===== EXERCISE DATA =====

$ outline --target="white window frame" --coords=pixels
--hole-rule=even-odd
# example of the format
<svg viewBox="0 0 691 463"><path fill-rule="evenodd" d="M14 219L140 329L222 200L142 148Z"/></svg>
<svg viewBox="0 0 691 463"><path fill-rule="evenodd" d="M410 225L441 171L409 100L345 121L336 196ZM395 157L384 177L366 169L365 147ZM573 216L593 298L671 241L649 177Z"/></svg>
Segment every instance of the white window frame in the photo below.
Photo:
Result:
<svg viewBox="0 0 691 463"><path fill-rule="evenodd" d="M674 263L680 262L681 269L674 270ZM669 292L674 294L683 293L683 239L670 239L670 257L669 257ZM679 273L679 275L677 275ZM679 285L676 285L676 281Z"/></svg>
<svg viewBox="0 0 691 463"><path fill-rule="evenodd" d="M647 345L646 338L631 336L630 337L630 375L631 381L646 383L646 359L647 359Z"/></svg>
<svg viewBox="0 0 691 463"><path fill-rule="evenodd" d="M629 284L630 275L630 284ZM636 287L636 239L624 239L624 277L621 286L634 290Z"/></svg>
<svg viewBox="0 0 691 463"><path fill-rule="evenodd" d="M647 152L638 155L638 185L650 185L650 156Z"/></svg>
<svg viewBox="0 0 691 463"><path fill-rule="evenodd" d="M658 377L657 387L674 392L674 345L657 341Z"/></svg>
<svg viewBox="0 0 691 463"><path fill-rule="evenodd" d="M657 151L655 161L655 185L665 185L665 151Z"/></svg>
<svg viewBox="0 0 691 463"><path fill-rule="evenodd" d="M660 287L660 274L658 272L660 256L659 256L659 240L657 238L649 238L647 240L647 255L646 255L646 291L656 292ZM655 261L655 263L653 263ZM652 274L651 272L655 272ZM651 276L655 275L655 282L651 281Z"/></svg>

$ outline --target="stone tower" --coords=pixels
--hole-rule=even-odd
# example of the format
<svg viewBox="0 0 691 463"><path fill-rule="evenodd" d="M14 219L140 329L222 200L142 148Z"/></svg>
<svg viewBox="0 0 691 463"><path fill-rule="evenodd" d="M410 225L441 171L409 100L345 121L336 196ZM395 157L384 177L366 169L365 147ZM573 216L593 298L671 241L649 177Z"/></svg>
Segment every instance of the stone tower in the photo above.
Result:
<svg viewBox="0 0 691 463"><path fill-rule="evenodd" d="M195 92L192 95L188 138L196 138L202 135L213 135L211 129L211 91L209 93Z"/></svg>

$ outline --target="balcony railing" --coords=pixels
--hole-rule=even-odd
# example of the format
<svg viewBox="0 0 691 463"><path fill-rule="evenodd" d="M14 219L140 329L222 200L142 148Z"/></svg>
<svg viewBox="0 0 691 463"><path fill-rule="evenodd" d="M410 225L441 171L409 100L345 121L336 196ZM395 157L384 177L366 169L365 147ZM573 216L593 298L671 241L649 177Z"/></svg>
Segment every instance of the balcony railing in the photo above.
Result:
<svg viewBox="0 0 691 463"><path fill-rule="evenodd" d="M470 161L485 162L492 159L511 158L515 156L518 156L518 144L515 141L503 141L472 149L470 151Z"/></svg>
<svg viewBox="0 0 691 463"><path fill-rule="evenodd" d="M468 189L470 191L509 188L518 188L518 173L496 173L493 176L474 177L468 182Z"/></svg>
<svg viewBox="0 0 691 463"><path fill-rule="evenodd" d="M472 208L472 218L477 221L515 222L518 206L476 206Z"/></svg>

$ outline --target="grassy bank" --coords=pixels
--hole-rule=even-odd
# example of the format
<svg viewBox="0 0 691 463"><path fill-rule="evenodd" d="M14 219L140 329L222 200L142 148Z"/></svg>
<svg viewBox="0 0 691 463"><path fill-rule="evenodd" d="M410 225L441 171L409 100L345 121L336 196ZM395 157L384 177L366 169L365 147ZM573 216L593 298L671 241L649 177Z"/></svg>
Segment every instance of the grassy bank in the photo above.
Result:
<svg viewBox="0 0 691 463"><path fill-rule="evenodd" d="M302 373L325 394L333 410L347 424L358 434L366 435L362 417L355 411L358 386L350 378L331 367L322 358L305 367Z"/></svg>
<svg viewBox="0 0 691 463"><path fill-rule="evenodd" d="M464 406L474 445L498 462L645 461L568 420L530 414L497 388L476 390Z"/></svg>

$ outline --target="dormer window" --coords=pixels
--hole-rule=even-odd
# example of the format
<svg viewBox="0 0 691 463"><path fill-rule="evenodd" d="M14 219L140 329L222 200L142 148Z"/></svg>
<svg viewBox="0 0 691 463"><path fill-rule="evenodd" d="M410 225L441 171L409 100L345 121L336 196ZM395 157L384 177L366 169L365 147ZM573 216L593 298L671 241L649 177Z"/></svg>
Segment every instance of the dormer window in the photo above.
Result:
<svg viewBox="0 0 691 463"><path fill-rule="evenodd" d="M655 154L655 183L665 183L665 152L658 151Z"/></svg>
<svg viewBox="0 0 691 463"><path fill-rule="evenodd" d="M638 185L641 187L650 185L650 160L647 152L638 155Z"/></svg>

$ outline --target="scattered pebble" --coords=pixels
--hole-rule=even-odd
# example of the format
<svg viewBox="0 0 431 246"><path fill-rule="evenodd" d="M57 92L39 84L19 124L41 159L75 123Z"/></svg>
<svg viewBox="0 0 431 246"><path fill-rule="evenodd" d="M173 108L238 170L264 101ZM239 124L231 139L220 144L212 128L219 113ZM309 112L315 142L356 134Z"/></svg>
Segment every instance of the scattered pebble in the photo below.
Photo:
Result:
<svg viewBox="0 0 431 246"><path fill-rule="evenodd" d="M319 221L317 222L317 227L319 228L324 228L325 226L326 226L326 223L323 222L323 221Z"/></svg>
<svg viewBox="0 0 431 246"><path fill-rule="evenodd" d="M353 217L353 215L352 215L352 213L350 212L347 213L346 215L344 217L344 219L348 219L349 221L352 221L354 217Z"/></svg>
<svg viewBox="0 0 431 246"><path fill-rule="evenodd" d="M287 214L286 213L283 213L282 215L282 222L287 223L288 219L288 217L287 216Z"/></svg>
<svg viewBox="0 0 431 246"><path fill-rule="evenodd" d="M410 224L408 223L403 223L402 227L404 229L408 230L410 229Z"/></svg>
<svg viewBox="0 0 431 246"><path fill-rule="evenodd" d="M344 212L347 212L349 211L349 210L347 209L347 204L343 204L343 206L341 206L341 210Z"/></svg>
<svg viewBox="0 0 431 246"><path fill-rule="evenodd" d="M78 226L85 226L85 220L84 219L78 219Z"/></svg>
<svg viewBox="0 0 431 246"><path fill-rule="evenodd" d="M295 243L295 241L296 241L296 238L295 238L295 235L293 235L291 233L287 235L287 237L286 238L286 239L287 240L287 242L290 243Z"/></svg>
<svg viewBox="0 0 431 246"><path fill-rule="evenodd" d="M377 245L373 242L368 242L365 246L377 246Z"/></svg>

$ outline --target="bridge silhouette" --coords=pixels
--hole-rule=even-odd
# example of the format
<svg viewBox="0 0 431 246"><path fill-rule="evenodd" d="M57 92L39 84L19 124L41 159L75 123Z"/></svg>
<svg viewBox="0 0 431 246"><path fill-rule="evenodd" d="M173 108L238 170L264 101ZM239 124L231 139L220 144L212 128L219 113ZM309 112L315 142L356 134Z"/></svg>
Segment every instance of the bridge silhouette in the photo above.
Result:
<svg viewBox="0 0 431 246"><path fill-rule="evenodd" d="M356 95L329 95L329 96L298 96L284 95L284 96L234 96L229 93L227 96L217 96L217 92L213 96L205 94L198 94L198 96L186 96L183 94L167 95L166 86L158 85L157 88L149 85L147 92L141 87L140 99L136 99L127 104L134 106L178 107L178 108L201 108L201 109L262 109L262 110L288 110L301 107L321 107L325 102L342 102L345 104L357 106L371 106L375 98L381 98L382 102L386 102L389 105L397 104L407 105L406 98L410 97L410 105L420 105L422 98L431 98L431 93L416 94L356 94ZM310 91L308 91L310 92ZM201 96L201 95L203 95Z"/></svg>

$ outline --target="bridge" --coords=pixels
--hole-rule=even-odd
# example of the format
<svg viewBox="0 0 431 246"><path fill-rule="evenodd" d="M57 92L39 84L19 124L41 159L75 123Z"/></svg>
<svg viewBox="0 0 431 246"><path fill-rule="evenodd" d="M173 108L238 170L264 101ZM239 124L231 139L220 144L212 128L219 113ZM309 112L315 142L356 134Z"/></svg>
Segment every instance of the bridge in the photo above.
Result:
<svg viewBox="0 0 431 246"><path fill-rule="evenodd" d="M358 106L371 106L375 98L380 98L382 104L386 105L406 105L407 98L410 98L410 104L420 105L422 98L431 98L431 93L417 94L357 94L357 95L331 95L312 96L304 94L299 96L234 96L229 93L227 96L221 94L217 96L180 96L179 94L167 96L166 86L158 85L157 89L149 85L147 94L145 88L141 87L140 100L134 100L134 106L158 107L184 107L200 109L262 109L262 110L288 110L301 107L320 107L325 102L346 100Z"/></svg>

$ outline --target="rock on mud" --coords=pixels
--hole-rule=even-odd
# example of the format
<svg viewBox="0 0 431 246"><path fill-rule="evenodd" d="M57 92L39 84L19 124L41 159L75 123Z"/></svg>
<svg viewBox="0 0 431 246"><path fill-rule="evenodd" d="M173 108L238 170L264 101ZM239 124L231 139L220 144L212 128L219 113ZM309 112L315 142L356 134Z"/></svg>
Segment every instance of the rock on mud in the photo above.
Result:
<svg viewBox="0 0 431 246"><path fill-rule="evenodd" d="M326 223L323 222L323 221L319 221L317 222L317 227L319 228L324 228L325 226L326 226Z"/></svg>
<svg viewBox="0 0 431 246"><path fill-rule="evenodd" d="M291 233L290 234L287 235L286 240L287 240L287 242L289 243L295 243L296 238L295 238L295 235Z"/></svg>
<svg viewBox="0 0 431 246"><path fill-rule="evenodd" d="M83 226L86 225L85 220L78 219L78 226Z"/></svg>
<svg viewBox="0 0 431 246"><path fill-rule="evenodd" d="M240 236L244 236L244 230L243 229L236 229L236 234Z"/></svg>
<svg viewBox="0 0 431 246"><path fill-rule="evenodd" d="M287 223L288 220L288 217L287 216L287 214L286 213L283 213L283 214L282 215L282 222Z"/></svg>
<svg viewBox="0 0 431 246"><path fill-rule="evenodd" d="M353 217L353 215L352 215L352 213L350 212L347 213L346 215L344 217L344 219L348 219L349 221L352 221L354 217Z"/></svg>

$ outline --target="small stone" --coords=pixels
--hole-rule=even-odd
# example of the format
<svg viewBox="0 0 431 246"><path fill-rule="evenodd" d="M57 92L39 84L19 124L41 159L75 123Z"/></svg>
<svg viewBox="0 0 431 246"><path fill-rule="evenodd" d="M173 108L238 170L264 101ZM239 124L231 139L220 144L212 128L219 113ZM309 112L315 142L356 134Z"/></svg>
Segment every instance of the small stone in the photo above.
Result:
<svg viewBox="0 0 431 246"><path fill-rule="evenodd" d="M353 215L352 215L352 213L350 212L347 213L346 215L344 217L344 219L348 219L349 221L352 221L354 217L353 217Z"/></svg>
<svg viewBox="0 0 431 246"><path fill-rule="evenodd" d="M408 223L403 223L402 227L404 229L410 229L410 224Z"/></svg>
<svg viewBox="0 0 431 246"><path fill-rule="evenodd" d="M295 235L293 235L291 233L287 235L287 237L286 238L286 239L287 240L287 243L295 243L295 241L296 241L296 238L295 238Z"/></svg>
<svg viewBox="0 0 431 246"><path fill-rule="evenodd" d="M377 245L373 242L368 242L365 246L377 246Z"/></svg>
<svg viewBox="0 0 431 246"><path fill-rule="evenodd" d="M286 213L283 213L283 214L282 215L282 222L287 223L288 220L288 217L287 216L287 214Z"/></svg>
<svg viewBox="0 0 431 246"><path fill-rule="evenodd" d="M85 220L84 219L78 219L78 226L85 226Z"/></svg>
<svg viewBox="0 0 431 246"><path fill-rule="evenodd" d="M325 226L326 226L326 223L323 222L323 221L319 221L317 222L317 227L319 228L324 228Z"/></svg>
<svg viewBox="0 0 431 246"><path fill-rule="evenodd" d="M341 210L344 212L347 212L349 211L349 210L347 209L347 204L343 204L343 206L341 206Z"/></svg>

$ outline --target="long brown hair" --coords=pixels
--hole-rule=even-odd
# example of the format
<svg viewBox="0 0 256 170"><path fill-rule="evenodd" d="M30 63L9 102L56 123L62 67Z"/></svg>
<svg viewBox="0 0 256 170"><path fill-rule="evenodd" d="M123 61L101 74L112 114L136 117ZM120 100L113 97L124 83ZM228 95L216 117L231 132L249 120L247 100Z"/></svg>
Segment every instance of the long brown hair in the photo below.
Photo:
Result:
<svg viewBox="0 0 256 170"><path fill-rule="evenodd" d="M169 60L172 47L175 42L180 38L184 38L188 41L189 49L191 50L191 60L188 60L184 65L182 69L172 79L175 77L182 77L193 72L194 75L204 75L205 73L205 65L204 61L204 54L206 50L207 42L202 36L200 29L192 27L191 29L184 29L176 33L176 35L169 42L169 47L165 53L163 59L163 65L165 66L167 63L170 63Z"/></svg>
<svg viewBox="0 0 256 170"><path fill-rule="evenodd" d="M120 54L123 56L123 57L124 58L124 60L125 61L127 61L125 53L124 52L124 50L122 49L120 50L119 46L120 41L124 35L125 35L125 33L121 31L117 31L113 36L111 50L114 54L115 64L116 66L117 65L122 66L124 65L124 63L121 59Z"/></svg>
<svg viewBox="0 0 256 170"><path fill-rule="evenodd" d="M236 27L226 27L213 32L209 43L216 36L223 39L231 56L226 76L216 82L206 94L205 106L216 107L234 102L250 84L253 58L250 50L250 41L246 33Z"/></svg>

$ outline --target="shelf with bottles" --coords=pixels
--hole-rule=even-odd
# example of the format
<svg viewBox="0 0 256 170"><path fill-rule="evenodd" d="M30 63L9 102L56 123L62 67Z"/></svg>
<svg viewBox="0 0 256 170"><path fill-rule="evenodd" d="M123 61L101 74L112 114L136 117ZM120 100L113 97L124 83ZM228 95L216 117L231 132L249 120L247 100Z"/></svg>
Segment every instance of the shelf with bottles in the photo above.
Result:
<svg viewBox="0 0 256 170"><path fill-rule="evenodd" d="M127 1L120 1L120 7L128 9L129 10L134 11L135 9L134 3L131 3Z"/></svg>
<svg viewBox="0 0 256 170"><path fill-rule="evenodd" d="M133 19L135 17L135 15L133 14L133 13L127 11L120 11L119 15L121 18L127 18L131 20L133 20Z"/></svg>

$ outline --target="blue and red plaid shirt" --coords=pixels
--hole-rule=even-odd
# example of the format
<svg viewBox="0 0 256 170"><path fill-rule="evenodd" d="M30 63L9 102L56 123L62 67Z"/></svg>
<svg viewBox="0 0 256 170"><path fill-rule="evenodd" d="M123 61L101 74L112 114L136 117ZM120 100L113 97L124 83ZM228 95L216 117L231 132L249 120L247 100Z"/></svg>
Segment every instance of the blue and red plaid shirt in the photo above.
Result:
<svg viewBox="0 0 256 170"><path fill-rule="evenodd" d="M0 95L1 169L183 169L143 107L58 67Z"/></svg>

=====

> [STATED GOAL]:
Reproduce the entries verbatim, starting at their first line and ending with the line that contains "92L192 95L188 138L196", that line included.

> [TASK RESPONSE]:
$ outline --target="white window frame" --coords=pixels
--hole-rule=even-odd
# example of the format
<svg viewBox="0 0 691 463"><path fill-rule="evenodd" d="M14 219L140 329L222 200L142 148Z"/></svg>
<svg viewBox="0 0 691 463"><path fill-rule="evenodd" d="M410 225L441 171L409 100L345 121L336 196ZM395 157L384 177L366 169L365 147ZM573 216L593 298L671 241L649 177Z"/></svg>
Segment every instance of the white window frame in the photo below.
Photo:
Result:
<svg viewBox="0 0 691 463"><path fill-rule="evenodd" d="M674 263L680 262L681 269L674 270ZM669 292L674 294L683 293L683 239L670 239L670 257L669 257ZM679 273L679 275L677 275ZM679 285L676 285L676 281Z"/></svg>
<svg viewBox="0 0 691 463"><path fill-rule="evenodd" d="M647 345L646 338L631 336L630 337L630 375L631 381L646 383L646 359L647 359Z"/></svg>
<svg viewBox="0 0 691 463"><path fill-rule="evenodd" d="M629 284L630 275L630 284ZM636 287L636 239L624 239L624 277L621 286L634 290Z"/></svg>
<svg viewBox="0 0 691 463"><path fill-rule="evenodd" d="M647 152L638 155L638 185L650 185L650 156Z"/></svg>
<svg viewBox="0 0 691 463"><path fill-rule="evenodd" d="M658 377L657 387L674 392L674 345L657 341Z"/></svg>
<svg viewBox="0 0 691 463"><path fill-rule="evenodd" d="M657 151L655 161L655 185L665 185L665 151Z"/></svg>
<svg viewBox="0 0 691 463"><path fill-rule="evenodd" d="M660 287L660 274L658 272L660 256L659 256L659 240L657 238L649 238L647 240L647 255L646 255L646 291L656 292ZM655 261L655 263L653 263ZM652 274L651 272L655 272ZM651 276L655 275L655 282L651 281Z"/></svg>

$ outline --target="stone tower" --coords=pixels
--hole-rule=even-odd
# example of the format
<svg viewBox="0 0 691 463"><path fill-rule="evenodd" d="M14 219L140 329L222 200L142 148Z"/></svg>
<svg viewBox="0 0 691 463"><path fill-rule="evenodd" d="M410 225L441 171L409 100L345 121L336 196ZM395 157L384 177L366 169L365 147ZM573 216L593 298L671 241L649 177Z"/></svg>
Segment every instance of the stone tower in the photo above.
Result:
<svg viewBox="0 0 691 463"><path fill-rule="evenodd" d="M195 92L192 95L188 138L196 138L202 135L213 135L211 129L211 91L209 93Z"/></svg>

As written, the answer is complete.